SOURCE EXTRACT >>
* * * * * * *

Decided on December 19, 2019
No. 119 SSM 25

[*1]The People & c., Respondent,

v

Robert Ellis, Appellant.



Submitted by William Kastin, for appellant.

Submitted by Nancy Fitzpatrick Talcott, for respondent.



MEMORANDUM:

The order of the Appellate Division should be affirmed. Defendant's claim that he was deprived of the right to a fair trial because he wore prison-issued clothing during several days of voir dire and trial is unpreserved for appellate review (see CPL 470.05 [2]).

In addition, the trial court did not err in denying defendant's for-cause challenge to a prospective juror based on a claim of implicit bias (see People v Colon, 71 NY2d 410, 418 [1988], cert denied 487 US 1239 [1988]; see also People v Furey, 18 NY3d 284, 287-288 [2011]; CPL 270.20 [1] [c]). Where, as here, there was no indication that the juror knew or had a professional or personal relationship with any of the People's witnesses or counsel, the juror's impartiality was not compromised merely because he was a former employee of the police department (cf. People v Branch, 46 NY2d 645, 651 [1979]) or because he "had relatives in the same profession" as the People's witnesses (Colon, 71 NY2d at 418). Nor was excusal required based on the juror's familial relationship to another prospective juror who was excused because of professional relationships with two of the People's witnesses—particularly where the seated juror confirmed multiple times on the record that he could be fair and impartial, and that he had not previously discussed the case, and would not do so if seated as a juror. In contrast, when the prosecutor asked his relative, "you think that [your professional relationships] would give you a problem sitting as a fair juror here?," the relative said "I think so" and was excused for cause.

* * * * * * *

DATA ROWS >>
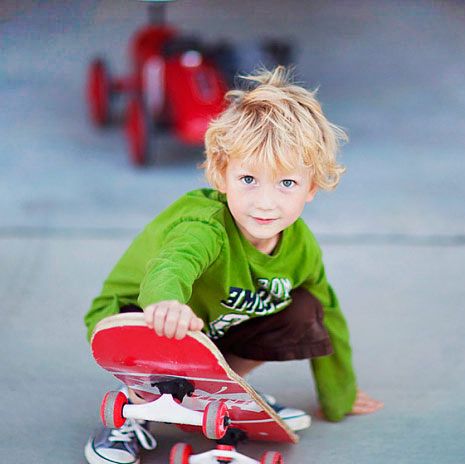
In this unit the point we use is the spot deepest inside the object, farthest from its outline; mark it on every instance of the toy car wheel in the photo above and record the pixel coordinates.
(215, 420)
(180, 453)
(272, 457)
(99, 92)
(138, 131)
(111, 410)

* * * * * * *

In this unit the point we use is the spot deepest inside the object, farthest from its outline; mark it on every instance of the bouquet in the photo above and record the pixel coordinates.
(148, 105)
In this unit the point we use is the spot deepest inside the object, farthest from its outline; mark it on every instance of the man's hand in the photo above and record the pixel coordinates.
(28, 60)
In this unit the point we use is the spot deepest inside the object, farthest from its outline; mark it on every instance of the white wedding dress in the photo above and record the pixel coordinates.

* * * * * * *

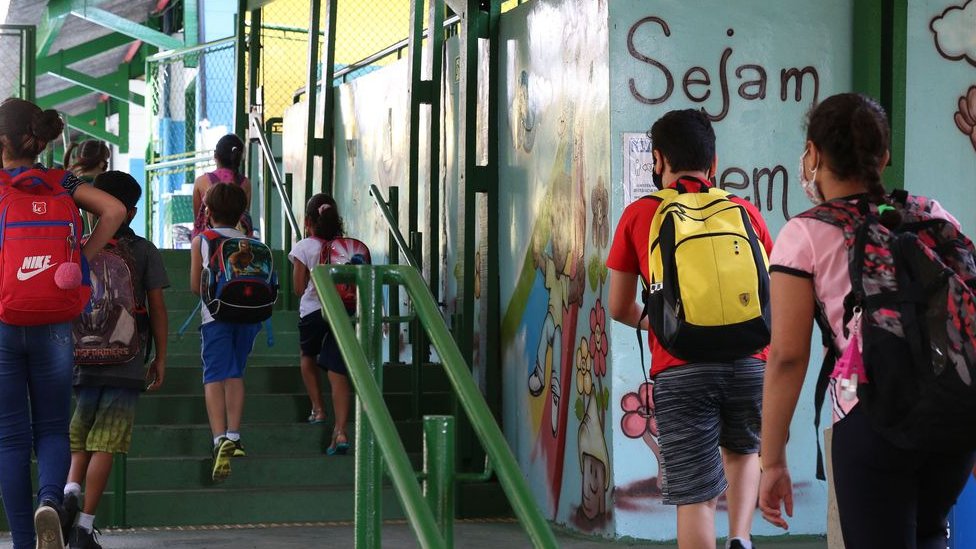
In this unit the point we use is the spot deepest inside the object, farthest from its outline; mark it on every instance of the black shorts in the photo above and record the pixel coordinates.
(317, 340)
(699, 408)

* * * * * * *

GIVEN REQUEST 1 >>
In the court memorandum, what kind of clothing did the defendant wear during several days of voir dire and trial?
GIVEN REQUEST 2 >>
Write out the court memorandum word for word, from "[*1]The People &" to "Talcott, for respondent.".
You won't need the listing.

FULL OUTPUT 1 >>
Prison-issued clothing.

FULL OUTPUT 2 >>
[*1]The People & c., Respondent,

v

Robert Ellis, Appellant.



Submitted by William Kastin, for appellant.

Submitted by Nancy Fitzpatrick Talcott, for respondent.